### Excerpt
Mets camp will begin with noticeable Terry Collins time change


PORT ST. LUCIE — After a turbulent winter, spring has finally sprung for the Mets.

The official report date to spring training for Mets pitchers and catchers is Monday, but most players fitting that description have been trickling into First Data Field over the last several days to get an early jump, so it won’t be necessary for the ball to drop over Times Square to ring in the new year.

But Camp Callaway is now in session.

Mickey Callaway, hired in October as the 21st manager in franchise history, has spent the last 2 ¹/₂ months becoming acquainted with his players through phone conversations and text messages. Now he and pitching coach Dave Eiland will take those relationships to a new level.

The first workout for pitchers and catchers is Wednesday. Position players will report to camp by Saturday, with the initial full-squad workout slated for Feb. 19.

“I am very excited to get started with these guys,” Zack Wheeler said Sunday. “They seem very personable and helpful. I’m very excited, though, because I’m feeling healthy and strong.”

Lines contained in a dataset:

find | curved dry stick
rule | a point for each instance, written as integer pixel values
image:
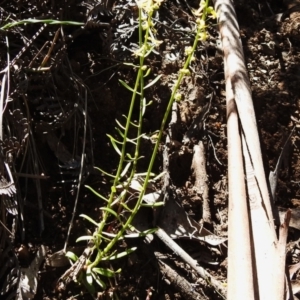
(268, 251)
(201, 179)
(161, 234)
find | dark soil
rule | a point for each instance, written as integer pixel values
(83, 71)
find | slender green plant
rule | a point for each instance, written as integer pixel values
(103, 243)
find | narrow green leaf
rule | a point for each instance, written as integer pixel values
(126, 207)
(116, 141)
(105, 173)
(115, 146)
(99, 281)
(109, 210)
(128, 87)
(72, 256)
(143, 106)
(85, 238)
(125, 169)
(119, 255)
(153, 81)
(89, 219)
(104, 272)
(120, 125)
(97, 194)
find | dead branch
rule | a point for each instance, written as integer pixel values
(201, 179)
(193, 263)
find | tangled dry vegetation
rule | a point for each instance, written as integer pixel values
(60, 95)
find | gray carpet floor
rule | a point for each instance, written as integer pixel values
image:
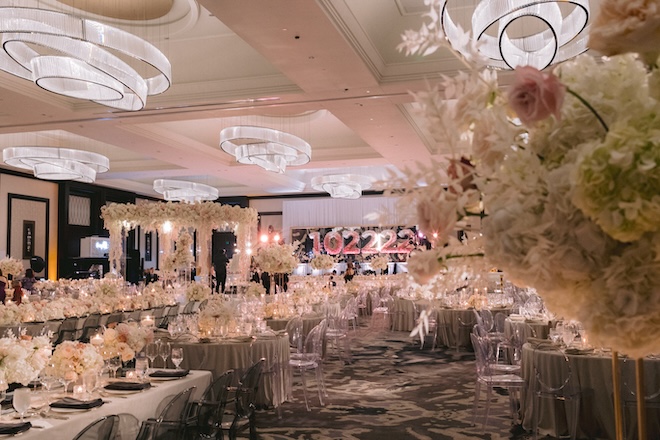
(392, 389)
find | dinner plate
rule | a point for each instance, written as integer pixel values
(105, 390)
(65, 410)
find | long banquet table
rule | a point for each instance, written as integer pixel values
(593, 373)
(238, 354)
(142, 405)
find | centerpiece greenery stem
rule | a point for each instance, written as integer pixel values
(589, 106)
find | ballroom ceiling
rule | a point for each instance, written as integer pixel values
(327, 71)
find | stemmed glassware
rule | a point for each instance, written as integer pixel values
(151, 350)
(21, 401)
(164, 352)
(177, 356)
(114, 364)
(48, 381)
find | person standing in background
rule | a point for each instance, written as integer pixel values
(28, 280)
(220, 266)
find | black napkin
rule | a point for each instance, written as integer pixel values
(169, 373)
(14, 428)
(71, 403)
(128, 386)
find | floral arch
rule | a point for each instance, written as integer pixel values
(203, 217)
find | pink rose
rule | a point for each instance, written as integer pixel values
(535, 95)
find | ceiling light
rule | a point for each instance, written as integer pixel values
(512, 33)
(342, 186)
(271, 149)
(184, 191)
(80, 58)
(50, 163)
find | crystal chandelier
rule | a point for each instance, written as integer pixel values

* * *

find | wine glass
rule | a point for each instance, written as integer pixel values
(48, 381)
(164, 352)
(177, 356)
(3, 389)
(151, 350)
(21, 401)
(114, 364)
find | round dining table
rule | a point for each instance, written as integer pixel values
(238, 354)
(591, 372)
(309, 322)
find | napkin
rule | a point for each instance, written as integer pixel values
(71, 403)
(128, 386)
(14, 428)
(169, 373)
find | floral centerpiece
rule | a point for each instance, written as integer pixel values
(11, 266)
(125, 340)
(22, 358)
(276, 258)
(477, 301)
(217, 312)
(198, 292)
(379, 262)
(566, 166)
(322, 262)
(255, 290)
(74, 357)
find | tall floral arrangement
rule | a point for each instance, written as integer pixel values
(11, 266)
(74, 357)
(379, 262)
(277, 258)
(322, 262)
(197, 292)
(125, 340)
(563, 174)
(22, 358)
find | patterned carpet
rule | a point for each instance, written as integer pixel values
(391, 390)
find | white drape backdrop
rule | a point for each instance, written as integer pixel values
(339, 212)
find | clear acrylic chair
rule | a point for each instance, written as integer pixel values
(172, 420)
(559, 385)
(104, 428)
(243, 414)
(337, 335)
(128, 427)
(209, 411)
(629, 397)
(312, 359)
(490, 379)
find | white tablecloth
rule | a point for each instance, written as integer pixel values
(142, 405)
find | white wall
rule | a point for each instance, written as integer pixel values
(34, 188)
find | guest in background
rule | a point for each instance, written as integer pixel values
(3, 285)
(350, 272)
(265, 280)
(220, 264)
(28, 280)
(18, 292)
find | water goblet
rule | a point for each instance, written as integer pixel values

### Task brief
Please return the passage of the Mets spring training article starting at "PORT ST. LUCIE" and ending at "now in session.". The lines are separate material and not part of the Mets spring training article.

### Response to this task
PORT ST. LUCIE — After a turbulent winter, spring has finally sprung for the Mets.

The official report date to spring training for Mets pitchers and catchers is Monday, but most players fitting that description have been trickling into First Data Field over the last several days to get an early jump, so it won’t be necessary for the ball to drop over Times Square to ring in the new year.

But Camp Callaway is now in session.